Objective:
Render the records below as a two-column CSV with the columns "instruction" and "response," one row per record. Put each record's text and its answer in single quoted fields, change line breaks to spaces, and omit the pictures.

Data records
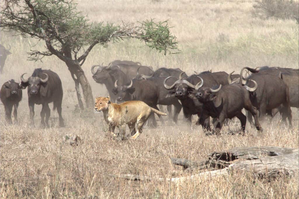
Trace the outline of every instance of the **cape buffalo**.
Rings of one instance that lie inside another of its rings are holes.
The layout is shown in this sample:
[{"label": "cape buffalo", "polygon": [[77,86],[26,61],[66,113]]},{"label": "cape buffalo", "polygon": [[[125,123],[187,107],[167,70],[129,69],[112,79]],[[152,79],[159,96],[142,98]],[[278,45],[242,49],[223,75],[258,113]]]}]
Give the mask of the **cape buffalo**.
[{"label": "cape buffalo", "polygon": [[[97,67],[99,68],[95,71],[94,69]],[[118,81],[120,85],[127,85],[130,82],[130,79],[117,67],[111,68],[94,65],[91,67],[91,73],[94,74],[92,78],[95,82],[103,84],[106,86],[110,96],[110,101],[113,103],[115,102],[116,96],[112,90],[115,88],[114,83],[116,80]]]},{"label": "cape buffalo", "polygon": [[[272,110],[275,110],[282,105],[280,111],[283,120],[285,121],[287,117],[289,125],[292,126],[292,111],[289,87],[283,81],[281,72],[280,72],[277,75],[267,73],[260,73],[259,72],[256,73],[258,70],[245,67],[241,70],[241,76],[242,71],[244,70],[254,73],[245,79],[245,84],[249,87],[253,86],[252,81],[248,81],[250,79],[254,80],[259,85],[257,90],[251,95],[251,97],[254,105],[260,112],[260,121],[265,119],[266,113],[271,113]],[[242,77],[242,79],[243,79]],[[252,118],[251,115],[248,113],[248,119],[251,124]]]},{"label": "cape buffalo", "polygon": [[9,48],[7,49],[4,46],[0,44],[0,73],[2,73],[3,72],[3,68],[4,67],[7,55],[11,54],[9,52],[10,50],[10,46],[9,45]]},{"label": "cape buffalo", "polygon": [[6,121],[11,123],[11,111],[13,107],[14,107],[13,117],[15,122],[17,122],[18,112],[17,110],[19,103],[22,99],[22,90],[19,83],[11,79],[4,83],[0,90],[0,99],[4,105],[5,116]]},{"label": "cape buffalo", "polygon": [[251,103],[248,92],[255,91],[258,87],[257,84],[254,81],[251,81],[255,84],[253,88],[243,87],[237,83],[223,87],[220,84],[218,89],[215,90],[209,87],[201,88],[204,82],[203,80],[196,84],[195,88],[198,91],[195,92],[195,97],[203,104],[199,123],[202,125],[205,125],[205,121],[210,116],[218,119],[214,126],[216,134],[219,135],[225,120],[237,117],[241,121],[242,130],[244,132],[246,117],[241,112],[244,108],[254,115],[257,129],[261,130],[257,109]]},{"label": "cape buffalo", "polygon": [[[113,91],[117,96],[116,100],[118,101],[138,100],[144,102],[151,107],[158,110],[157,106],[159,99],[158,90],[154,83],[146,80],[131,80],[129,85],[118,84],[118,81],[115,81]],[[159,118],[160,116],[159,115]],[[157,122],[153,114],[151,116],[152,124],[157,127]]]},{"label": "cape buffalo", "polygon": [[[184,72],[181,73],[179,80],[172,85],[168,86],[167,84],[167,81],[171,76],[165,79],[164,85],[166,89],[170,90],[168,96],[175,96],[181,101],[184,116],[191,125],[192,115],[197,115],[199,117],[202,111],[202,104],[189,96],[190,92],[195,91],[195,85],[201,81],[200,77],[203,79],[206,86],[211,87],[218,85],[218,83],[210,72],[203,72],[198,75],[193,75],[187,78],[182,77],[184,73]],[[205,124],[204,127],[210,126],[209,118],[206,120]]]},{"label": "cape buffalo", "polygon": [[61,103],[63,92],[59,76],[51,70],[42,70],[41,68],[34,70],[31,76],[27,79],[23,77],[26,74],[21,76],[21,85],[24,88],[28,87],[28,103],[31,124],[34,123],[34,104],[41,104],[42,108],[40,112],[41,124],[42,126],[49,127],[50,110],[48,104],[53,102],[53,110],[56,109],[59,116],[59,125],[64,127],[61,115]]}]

Task output:
instruction,response
"Trace the outline of every instance of the **cape buffalo**. Rings of one instance that lie inside another of its rings are holes. The layout is shown in this sample: [{""label"": ""cape buffalo"", ""polygon"": [[77,86],[26,61],[66,113]]},{""label"": ""cape buffalo"", ""polygon"": [[[125,123],[187,107],[167,70],[129,69],[112,79]],[[152,79],[159,96],[142,98]],[[278,45],[242,49],[223,75],[258,113]]]}] Give the mask of the **cape buffalo**.","[{""label"": ""cape buffalo"", ""polygon"": [[[97,67],[99,68],[95,71],[94,69]],[[118,81],[120,85],[127,85],[130,82],[130,79],[117,67],[111,68],[94,65],[91,67],[91,73],[94,74],[92,78],[95,82],[103,84],[106,86],[110,96],[110,101],[113,103],[115,102],[116,96],[112,90],[115,88],[114,83],[116,80]]]},{""label"": ""cape buffalo"", ""polygon"": [[[272,110],[275,110],[282,105],[280,111],[283,120],[285,121],[287,117],[289,125],[292,126],[292,111],[289,87],[283,81],[281,72],[280,72],[277,75],[267,73],[260,73],[259,72],[256,73],[258,70],[245,67],[241,70],[241,76],[242,71],[244,70],[254,73],[245,79],[245,84],[249,87],[253,86],[252,81],[248,81],[250,79],[254,80],[259,85],[257,90],[251,95],[251,97],[254,105],[260,112],[260,121],[265,119],[266,113],[271,113]],[[242,77],[242,79],[243,79]],[[252,118],[251,115],[248,113],[248,119],[251,124]]]},{""label"": ""cape buffalo"", ""polygon"": [[9,48],[7,49],[4,46],[0,44],[0,73],[2,73],[3,72],[3,68],[4,67],[7,55],[11,54],[9,52],[10,50],[10,46],[9,45]]},{""label"": ""cape buffalo"", ""polygon"": [[6,121],[11,123],[11,111],[13,107],[14,107],[13,117],[15,122],[17,122],[18,112],[17,110],[19,103],[22,99],[22,90],[19,83],[11,79],[4,83],[0,90],[0,99],[4,105],[5,116]]},{""label"": ""cape buffalo"", ""polygon"": [[251,103],[248,92],[255,91],[258,87],[257,84],[254,81],[251,81],[255,84],[253,88],[243,87],[237,83],[223,87],[220,84],[218,89],[215,90],[209,87],[201,88],[204,82],[203,80],[196,84],[195,88],[198,91],[195,92],[195,97],[203,104],[199,123],[202,125],[205,125],[205,121],[210,116],[218,119],[214,126],[216,134],[219,135],[225,120],[237,117],[241,121],[242,130],[244,132],[246,117],[241,112],[244,108],[254,115],[257,129],[261,130],[257,109]]},{""label"": ""cape buffalo"", ""polygon"": [[[113,91],[117,96],[116,100],[118,101],[138,100],[144,102],[151,107],[158,110],[157,106],[159,99],[158,90],[154,83],[146,80],[131,80],[129,85],[118,84],[118,81],[115,81]],[[159,118],[160,116],[159,115]],[[157,122],[153,114],[151,116],[152,124],[157,127]]]},{""label"": ""cape buffalo"", ""polygon"": [[[184,72],[181,73],[179,80],[172,85],[168,86],[167,84],[167,81],[171,76],[165,79],[164,85],[166,89],[170,90],[168,96],[175,96],[181,101],[184,116],[191,125],[192,115],[197,115],[199,117],[202,111],[202,104],[189,96],[190,92],[195,91],[195,85],[201,81],[200,77],[203,79],[206,86],[211,87],[218,85],[218,83],[210,72],[203,72],[198,75],[193,75],[187,78],[182,77],[184,73]],[[205,124],[204,127],[210,126],[209,118],[206,120]]]},{""label"": ""cape buffalo"", ""polygon"": [[61,103],[63,92],[59,76],[51,70],[42,70],[41,68],[34,70],[31,76],[27,79],[23,77],[26,74],[21,76],[21,85],[24,88],[28,87],[28,103],[31,124],[34,123],[34,104],[41,104],[42,108],[40,112],[41,124],[42,126],[49,127],[50,110],[48,104],[53,102],[53,110],[56,109],[59,116],[59,125],[64,127],[61,115]]}]"